# Written exercise
Below, copy out the lines verbatim, starting at the line that contains "point: hairy flower" and ending with the final line, both included. Leave the pictures out of your copy.

[START OF Items]

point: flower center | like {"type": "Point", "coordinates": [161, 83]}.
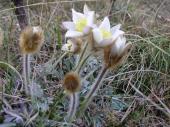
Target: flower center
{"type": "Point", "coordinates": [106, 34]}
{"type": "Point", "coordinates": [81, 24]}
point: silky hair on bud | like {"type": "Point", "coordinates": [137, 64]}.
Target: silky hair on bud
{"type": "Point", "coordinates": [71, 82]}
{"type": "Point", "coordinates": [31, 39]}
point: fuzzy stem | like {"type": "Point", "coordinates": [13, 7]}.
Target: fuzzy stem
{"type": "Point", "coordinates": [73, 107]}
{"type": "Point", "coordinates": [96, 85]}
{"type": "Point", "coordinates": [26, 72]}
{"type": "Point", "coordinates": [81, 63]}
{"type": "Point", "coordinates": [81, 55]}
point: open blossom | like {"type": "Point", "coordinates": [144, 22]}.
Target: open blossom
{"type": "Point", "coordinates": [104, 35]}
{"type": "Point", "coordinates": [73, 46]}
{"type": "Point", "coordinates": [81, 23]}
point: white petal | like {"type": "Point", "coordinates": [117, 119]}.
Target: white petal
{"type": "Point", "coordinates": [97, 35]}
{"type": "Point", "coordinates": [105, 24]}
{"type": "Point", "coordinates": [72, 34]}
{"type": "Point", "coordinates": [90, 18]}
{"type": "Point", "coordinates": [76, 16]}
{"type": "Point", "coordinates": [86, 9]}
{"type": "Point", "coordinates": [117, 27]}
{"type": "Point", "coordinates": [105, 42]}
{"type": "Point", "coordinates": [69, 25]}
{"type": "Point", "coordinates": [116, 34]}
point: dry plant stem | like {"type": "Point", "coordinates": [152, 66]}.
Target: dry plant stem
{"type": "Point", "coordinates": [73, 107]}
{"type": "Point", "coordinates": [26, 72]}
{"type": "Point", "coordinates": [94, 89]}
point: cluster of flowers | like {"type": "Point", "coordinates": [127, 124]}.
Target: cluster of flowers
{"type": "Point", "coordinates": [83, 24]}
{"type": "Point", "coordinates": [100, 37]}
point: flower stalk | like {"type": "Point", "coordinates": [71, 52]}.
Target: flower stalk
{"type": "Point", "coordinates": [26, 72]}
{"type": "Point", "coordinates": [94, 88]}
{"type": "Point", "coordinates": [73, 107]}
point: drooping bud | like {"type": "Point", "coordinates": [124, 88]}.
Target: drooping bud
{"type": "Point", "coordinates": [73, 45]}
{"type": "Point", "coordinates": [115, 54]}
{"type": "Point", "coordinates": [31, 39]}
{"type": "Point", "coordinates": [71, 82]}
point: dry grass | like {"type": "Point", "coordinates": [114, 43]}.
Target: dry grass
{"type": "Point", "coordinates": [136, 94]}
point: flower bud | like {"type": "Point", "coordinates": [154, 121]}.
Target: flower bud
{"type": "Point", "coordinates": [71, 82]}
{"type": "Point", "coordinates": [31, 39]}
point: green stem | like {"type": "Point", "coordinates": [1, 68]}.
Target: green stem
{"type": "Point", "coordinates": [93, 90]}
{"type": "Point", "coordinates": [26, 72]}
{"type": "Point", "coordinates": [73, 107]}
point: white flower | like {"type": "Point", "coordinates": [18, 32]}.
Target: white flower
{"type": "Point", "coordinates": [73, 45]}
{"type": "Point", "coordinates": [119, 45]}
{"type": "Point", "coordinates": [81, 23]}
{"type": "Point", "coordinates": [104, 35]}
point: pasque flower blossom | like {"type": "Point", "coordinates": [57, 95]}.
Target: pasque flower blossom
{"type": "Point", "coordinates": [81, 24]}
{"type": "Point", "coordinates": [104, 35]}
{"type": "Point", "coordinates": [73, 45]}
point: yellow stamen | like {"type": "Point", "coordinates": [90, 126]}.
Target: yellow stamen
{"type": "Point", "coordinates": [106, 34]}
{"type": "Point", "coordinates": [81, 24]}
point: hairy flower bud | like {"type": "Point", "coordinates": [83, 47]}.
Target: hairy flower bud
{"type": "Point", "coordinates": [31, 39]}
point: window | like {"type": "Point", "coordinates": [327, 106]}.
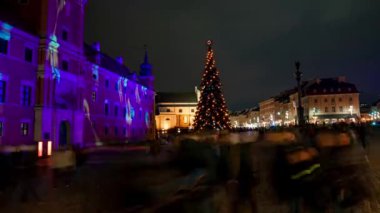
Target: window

[END OF Items]

# Output of the exercise
point: hairy flower bud | like {"type": "Point", "coordinates": [83, 47]}.
Target: hairy flower bud
{"type": "Point", "coordinates": [31, 39]}
point: window | like {"type": "Point", "coordinates": [327, 106]}.
Target: window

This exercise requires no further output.